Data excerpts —
=======

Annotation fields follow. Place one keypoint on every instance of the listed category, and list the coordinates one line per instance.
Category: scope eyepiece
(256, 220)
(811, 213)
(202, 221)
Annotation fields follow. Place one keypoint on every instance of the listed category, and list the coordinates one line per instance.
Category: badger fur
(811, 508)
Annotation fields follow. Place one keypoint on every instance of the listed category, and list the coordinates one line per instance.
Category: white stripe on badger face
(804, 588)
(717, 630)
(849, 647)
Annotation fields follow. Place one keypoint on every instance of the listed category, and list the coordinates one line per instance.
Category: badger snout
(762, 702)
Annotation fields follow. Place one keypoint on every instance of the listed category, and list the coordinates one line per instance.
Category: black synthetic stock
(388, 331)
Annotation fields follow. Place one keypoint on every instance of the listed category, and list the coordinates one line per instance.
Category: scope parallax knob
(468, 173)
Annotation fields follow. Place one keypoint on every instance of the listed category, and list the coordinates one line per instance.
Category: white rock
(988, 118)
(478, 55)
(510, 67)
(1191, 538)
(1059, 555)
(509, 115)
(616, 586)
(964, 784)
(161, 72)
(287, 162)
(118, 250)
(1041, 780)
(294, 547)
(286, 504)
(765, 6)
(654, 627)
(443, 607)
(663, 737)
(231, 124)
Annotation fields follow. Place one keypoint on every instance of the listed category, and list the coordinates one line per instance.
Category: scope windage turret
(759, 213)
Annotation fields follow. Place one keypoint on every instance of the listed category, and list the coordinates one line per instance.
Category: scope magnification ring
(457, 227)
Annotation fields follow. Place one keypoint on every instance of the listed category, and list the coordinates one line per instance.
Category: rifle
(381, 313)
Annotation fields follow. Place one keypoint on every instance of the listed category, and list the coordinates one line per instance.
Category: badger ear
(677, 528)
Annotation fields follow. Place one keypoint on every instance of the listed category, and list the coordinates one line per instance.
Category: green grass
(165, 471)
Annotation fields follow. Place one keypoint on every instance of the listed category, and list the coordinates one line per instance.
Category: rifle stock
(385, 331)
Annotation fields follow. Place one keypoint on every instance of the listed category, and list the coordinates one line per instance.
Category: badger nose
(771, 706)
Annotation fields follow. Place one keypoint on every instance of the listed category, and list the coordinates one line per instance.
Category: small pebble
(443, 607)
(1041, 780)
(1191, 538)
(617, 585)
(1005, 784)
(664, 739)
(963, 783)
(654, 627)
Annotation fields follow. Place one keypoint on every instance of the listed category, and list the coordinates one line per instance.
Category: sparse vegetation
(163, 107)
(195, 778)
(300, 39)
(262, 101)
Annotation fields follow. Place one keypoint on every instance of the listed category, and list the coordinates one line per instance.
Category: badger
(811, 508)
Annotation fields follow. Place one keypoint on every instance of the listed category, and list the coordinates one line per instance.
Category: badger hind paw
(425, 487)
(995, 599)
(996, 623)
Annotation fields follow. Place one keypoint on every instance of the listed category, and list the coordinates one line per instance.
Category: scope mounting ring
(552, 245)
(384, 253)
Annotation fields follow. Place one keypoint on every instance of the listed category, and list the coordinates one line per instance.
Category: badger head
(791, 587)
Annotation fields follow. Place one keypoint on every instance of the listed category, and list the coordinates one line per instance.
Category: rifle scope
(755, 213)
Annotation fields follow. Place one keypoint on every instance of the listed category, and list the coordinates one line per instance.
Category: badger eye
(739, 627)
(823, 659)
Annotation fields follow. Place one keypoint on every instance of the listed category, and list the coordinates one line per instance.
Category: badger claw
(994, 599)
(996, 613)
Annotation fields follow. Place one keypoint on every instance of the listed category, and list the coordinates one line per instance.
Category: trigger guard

=======

AIM OF THE EXERCISE — Would you output all the records above exactly as written?

ANSWER TO THIS EXERCISE —
Annotation fields follow. Place one keypoint on every instance of the listed category, and list the coordinates one line per instance.
Category: scope eyepiece
(256, 220)
(811, 213)
(202, 221)
Annotation fields follow. Place one keypoint on every instance of the listed category, and list the coordinates one line per instance.
Category: badger fur
(811, 508)
Annotation fields follow. Place one keypoint on every instance of the listed category, and list the coordinates one line per instance.
Category: white stripe on badger face
(804, 588)
(717, 630)
(849, 647)
Annotation fields follow. Place one keypoint on every instance of the listed category, and list the coordinates one line per instance.
Category: badger snout
(762, 702)
Annotation fields follow. Place one keypoint on every instance of the listed category, and list the coordinates one line per instance.
Category: black synthetic stock
(388, 331)
Annotation fields follow. Place one keypoint on every instance of the listed category, and list the coordinates one line per instance.
Category: scope parallax knob
(468, 173)
Annotation fields follow. Place one keypoint on every instance of the listed category, and list the coordinates one line per instance.
Category: white rock
(988, 118)
(478, 55)
(510, 67)
(1191, 538)
(1059, 555)
(509, 115)
(616, 586)
(964, 784)
(161, 72)
(287, 162)
(118, 250)
(1041, 780)
(294, 547)
(286, 504)
(765, 6)
(654, 627)
(443, 607)
(663, 737)
(231, 124)
Annotation fields follow. Place one keypoint on every instance of the listed category, and list the coordinates one line per instance.
Category: scope windage turret
(759, 213)
Annotation fields follow. Place one keypoint on every instance of the listed category, and list the coordinates one line per instance.
Category: scope magnification ring
(457, 227)
Annotation fields follow. Place one keypoint on every instance of the listed category, and list the coordinates one line per instance.
Category: rifle
(381, 313)
Annotation fields follow. Place one keypoint on every instance of the listed category, and list the coordinates one line per instance.
Category: badger ear
(677, 528)
Annotation fields follow. Place one keypoint on every instance of the listed category, and list the coordinates one line per instance.
Category: green grass
(165, 471)
Annotation fields follow. Place one keypoint on every instance of the listed category, and list the coordinates one line per instance.
Category: rifle stock
(385, 331)
Annotation fields follow. Place one keypoint on every instance of the listed category, and list the coordinates one line per instance.
Category: badger nose
(771, 706)
Annotation fields follow. Place one keypoint on every instance of the listed category, and list the coordinates one line per instance.
Category: small pebble
(443, 607)
(1041, 780)
(1191, 538)
(617, 585)
(1005, 784)
(664, 739)
(963, 783)
(654, 627)
Annotation fields follow. Place one keypoint on every instance of the listed category, and list the coordinates one line per instance.
Category: sparse vegetation
(163, 107)
(195, 778)
(300, 39)
(262, 101)
Annotation fields follow. Place one keypoint on every instance of the listed category, and list the coordinates one line per instance.
Category: badger
(811, 508)
Annotation fields follow. Place one keypoint on every instance of the listed category, and list the coordinates one line per instance.
Category: badger hind paw
(425, 487)
(995, 599)
(996, 623)
Annotation fields follow. Place one keypoint on every instance of the listed category, and list the coordinates one line per instance.
Category: scope mounting ring
(552, 245)
(384, 253)
Annotation fields follow. Place one keypoint on every instance of the listed category, and list the coordinates one line per instance.
Category: badger head
(791, 587)
Annotation fields follow. Place one keypoint on every instance of the listed category, and list the coordinates one line per instance.
Category: rifle scope
(755, 213)
Annotation fields follow. Place one keypoint on every instance of the listed category, and list the coordinates one line per instance.
Category: badger eye
(739, 627)
(823, 659)
Annotation fields follow. Place one keypoint on every instance of the listed category, and list the coordinates one line per instance.
Category: badger claw
(994, 599)
(996, 613)
Annotation fields follow. Place one keypoint on every instance of the listed category, and list the coordinates one line per instance.
Category: trigger guard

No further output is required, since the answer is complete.